ACTIVITY: Look for the string "bracket" in the listing below and copy every line in which it appears.

DATA IN THIS EXERCISE:

────────────────────────────────────────

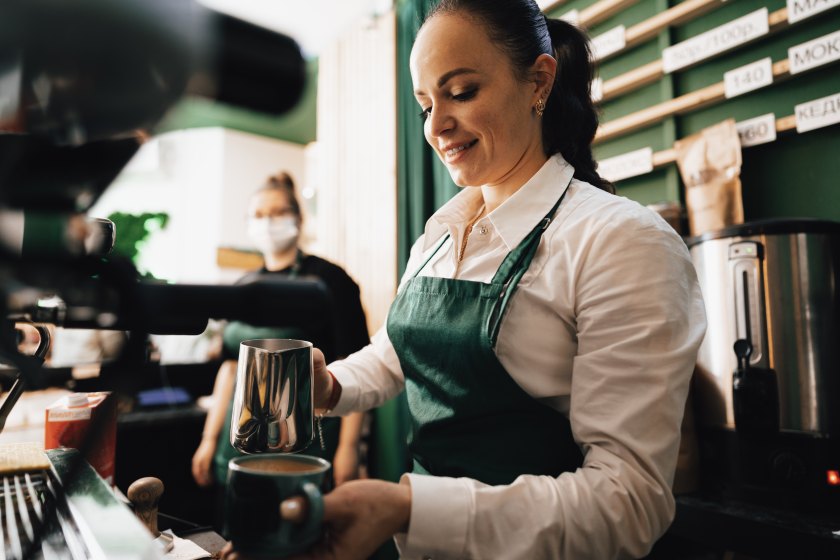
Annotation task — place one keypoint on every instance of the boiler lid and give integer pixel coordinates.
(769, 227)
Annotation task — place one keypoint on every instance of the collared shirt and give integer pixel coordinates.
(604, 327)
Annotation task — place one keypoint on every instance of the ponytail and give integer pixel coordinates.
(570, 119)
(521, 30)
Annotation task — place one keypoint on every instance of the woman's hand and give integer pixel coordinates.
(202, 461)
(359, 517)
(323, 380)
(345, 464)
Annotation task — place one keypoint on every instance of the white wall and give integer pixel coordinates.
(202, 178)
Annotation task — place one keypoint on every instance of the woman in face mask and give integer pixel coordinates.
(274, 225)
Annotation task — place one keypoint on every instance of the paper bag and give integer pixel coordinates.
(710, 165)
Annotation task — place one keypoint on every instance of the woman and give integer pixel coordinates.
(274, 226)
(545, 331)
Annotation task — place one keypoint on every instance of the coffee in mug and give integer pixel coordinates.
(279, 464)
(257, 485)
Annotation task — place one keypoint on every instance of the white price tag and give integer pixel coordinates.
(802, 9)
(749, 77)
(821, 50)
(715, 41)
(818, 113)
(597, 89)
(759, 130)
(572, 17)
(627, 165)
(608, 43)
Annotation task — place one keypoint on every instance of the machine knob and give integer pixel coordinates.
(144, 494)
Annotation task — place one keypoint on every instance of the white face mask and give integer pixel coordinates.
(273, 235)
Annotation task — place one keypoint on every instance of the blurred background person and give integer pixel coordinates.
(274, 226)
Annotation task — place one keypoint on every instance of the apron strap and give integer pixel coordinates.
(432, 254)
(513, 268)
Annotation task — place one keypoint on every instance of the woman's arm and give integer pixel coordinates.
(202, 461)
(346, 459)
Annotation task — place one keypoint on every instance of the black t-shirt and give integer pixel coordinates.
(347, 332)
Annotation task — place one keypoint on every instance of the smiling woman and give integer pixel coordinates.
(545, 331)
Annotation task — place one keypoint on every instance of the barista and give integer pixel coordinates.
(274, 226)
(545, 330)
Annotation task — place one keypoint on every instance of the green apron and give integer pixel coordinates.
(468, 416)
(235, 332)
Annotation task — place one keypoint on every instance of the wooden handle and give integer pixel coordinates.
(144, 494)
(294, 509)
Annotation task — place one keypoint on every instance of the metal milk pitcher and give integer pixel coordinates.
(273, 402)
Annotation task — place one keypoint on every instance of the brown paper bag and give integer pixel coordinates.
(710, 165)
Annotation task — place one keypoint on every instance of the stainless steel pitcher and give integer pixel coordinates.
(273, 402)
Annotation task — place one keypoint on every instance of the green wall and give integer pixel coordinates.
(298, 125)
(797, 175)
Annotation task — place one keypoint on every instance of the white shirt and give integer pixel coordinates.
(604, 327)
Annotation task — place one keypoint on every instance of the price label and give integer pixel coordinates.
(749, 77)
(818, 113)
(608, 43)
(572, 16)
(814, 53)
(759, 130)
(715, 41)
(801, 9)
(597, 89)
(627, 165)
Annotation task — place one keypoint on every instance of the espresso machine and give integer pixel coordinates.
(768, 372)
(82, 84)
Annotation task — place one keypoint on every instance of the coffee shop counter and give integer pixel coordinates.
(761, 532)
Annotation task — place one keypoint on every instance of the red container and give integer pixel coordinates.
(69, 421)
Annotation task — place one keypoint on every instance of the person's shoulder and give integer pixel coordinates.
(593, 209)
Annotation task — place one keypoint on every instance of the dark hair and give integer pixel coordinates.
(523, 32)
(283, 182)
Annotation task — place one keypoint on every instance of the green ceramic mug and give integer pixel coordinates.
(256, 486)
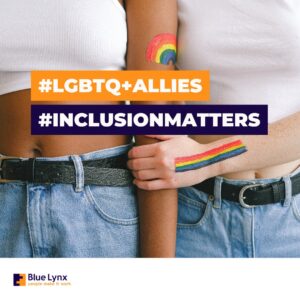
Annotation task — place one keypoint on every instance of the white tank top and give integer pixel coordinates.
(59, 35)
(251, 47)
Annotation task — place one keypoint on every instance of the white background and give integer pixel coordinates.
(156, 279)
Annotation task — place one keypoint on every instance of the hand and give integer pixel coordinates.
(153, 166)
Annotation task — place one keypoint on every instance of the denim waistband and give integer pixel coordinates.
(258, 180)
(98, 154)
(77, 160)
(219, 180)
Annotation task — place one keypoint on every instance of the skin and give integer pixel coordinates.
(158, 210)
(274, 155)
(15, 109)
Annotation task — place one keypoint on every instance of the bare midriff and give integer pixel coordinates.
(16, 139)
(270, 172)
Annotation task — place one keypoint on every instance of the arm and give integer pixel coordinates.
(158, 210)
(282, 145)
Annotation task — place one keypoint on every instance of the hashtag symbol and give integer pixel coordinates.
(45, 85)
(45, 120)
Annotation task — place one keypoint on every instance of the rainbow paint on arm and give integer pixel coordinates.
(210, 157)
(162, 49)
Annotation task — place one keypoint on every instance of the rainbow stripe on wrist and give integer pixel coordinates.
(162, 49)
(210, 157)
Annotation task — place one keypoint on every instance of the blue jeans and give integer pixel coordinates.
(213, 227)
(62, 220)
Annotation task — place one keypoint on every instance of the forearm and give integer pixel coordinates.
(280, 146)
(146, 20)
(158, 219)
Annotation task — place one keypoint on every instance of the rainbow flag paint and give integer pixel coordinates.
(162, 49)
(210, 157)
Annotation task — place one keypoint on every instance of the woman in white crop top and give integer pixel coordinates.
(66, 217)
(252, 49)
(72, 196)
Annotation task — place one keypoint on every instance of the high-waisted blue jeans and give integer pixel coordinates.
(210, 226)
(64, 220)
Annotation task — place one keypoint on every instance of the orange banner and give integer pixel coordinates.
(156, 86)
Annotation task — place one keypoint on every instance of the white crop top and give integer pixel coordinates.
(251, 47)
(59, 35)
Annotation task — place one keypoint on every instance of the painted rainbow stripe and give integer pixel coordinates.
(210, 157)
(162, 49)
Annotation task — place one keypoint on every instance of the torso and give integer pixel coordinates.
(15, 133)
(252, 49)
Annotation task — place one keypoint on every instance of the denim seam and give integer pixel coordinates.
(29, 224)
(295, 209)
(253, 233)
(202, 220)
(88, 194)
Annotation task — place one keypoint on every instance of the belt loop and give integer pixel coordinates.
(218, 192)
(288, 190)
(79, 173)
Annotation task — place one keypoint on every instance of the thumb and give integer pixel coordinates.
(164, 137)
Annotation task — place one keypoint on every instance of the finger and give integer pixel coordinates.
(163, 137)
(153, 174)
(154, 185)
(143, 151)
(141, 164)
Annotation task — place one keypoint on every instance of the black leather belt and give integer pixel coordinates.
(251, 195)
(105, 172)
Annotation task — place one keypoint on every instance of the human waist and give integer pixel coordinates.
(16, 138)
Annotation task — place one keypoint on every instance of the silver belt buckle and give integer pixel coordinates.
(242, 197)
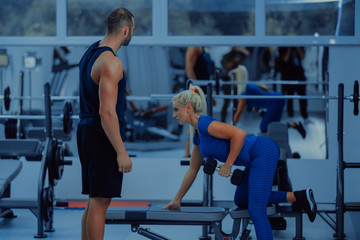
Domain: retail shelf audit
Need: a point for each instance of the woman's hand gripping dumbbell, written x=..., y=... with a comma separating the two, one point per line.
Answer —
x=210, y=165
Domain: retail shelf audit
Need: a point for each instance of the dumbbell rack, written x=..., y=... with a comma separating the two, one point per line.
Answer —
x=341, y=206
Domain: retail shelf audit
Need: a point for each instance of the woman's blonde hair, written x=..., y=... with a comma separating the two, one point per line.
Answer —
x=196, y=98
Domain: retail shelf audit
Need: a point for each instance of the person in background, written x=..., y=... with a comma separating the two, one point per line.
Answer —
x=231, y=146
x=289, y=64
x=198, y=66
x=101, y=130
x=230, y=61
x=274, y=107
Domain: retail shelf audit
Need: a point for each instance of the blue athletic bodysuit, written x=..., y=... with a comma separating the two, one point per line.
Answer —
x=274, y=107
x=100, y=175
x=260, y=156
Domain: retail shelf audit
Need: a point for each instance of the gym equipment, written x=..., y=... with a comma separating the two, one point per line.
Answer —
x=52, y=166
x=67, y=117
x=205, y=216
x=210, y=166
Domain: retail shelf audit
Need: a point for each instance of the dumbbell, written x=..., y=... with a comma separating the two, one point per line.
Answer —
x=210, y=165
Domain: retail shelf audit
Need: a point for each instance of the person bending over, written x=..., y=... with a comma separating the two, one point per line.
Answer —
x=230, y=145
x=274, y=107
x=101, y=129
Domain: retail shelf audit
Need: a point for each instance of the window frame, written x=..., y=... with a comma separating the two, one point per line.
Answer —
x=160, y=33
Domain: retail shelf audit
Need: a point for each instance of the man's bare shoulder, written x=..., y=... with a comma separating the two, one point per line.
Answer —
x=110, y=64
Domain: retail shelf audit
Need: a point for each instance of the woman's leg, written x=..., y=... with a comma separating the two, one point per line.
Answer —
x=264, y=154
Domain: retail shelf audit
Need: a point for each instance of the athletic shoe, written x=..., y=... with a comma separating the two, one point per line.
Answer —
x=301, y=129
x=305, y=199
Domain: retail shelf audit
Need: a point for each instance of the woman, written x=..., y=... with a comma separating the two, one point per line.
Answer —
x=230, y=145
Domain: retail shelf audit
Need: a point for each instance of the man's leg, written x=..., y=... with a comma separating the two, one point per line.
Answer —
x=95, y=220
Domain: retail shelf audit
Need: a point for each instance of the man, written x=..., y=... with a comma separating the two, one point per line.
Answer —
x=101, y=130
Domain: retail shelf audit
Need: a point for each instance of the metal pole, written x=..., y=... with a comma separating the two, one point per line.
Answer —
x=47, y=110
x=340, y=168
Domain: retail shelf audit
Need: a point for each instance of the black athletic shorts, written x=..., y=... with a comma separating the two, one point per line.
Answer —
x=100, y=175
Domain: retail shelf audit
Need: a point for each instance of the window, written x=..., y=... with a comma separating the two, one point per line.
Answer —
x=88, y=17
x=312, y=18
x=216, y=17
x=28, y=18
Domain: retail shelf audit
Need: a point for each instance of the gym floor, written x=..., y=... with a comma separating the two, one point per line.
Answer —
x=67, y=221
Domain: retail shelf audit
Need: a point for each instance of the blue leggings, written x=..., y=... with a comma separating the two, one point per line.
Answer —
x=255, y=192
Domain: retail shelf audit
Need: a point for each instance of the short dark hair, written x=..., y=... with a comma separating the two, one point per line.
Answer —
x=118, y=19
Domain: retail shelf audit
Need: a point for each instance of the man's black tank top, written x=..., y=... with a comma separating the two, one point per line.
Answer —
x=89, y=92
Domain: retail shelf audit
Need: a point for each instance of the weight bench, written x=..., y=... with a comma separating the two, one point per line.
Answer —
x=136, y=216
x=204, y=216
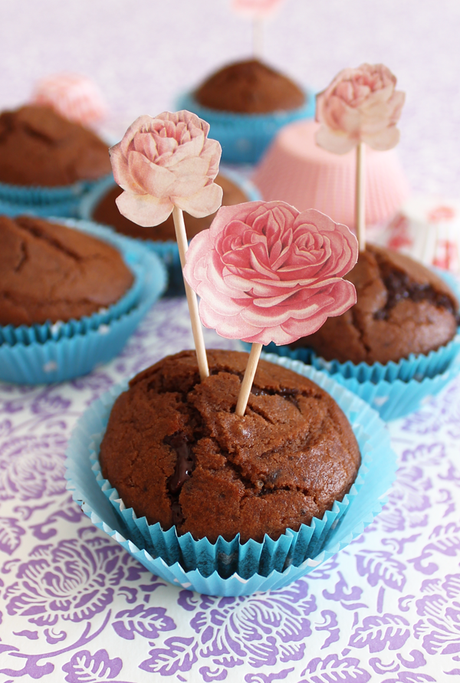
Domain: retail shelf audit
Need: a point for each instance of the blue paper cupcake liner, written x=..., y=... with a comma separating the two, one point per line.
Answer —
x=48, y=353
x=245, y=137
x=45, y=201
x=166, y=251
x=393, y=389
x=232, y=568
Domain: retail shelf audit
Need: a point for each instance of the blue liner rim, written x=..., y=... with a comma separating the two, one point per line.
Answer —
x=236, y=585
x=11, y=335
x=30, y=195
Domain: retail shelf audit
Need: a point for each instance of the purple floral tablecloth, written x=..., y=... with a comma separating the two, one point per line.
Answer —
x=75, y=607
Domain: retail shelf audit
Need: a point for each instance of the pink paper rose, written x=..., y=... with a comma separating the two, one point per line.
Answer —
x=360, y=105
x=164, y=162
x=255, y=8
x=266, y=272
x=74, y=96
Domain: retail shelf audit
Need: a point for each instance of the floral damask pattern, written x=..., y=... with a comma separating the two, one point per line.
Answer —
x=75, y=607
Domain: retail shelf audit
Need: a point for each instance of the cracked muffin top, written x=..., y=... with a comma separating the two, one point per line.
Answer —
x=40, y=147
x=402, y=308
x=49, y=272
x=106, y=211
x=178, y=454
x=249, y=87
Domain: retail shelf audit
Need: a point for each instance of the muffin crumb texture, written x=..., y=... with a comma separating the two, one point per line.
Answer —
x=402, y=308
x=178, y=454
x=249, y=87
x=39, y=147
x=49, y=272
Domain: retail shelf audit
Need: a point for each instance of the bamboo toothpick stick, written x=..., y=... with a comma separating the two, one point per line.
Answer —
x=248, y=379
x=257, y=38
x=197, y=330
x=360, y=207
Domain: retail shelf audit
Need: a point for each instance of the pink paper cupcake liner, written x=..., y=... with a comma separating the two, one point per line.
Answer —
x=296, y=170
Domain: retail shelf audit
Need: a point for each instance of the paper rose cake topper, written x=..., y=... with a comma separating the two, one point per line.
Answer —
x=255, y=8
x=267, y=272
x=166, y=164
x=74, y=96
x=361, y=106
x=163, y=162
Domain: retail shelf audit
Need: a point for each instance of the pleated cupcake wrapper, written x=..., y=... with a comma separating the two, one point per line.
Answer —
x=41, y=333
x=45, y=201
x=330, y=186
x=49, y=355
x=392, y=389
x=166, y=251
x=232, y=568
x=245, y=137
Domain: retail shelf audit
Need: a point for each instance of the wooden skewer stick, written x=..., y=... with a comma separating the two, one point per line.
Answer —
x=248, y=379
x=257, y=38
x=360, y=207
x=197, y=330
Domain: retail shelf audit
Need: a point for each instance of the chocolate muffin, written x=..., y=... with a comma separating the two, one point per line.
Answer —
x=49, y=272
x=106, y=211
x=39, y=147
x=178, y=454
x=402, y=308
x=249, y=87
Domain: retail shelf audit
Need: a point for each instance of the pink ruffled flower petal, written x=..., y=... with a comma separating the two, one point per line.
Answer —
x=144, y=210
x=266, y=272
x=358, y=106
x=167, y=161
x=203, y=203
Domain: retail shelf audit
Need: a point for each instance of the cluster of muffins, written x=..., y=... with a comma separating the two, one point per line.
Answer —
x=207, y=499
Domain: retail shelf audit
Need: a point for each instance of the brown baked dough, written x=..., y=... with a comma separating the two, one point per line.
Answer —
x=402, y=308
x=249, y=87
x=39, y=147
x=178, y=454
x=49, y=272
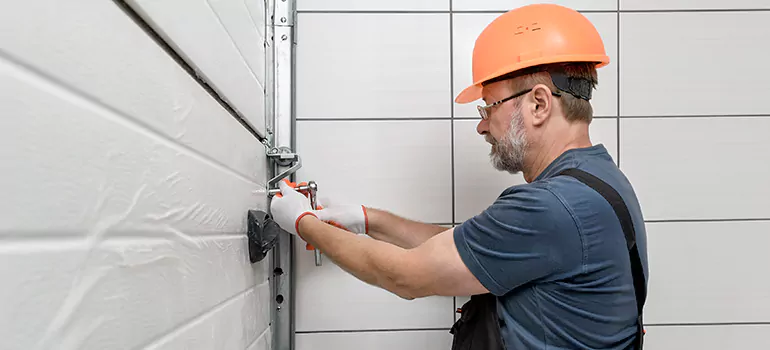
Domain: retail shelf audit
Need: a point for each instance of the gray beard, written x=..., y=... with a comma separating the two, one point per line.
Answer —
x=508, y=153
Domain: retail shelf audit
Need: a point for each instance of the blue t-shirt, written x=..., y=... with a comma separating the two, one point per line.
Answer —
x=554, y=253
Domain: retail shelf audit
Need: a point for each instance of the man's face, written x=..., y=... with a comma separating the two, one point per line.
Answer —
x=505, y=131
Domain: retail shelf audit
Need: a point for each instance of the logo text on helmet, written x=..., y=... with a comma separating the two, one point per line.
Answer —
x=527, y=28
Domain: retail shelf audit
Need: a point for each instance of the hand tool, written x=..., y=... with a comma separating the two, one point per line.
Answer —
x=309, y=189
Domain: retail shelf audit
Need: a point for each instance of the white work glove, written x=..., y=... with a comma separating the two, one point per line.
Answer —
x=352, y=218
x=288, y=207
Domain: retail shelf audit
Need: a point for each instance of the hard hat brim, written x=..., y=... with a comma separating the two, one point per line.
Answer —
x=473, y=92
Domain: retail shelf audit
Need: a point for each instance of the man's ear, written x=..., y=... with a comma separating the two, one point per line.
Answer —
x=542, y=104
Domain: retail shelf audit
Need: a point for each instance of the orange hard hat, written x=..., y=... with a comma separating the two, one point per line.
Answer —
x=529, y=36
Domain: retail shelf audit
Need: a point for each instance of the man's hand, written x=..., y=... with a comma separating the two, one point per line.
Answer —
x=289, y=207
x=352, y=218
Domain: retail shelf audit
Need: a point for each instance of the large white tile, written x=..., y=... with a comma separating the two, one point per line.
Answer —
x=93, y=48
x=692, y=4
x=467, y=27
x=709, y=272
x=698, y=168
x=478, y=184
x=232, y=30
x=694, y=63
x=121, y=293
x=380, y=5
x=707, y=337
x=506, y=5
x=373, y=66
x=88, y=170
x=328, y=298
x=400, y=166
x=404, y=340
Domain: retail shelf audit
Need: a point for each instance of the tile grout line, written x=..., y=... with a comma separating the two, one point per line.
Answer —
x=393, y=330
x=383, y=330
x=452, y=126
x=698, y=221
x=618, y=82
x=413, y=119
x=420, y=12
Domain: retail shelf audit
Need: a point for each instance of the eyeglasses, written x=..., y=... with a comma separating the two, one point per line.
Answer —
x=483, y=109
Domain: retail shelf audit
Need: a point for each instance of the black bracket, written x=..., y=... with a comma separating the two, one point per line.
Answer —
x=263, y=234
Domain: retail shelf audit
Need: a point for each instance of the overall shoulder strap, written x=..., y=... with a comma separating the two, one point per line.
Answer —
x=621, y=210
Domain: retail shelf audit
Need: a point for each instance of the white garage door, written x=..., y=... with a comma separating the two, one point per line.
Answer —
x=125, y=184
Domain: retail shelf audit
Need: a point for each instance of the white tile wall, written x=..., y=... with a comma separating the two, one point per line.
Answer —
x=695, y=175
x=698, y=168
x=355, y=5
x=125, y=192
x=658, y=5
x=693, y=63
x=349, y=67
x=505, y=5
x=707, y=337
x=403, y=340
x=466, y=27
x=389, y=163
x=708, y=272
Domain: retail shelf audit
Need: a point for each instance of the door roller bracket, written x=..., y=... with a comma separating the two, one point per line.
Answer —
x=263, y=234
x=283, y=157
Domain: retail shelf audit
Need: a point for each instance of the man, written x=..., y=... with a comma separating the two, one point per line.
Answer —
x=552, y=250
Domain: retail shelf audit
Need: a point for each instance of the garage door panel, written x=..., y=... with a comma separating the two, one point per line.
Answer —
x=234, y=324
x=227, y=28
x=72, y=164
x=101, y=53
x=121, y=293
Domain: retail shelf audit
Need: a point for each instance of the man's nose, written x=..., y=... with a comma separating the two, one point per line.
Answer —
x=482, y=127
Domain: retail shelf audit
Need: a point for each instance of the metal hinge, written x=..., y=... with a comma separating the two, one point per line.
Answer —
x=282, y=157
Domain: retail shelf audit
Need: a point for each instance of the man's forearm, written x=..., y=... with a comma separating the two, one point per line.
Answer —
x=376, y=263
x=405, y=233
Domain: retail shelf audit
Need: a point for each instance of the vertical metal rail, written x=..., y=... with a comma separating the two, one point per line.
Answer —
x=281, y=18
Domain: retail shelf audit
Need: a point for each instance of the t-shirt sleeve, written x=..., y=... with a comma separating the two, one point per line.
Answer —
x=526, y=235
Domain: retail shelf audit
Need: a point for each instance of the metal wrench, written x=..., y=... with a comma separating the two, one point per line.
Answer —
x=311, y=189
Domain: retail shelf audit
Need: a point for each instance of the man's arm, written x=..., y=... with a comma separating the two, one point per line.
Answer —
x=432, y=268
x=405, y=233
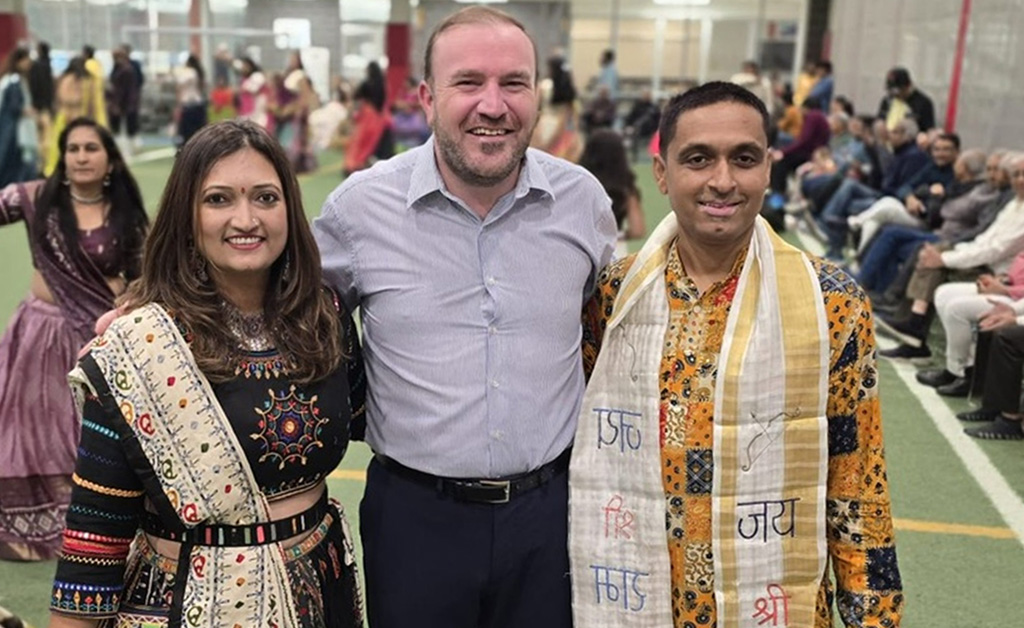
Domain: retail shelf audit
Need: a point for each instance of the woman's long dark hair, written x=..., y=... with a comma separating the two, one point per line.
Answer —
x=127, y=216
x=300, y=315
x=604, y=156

────────────────────────────────────────

OUTPUT FOR THIS TASK:
Need: a point for each instance of the black bracket, written x=..., y=... with a comma separating the two, one point per line.
Need: a point for each instance of the door roller bracket, written x=..., y=... with a comma separating the two, one point per line.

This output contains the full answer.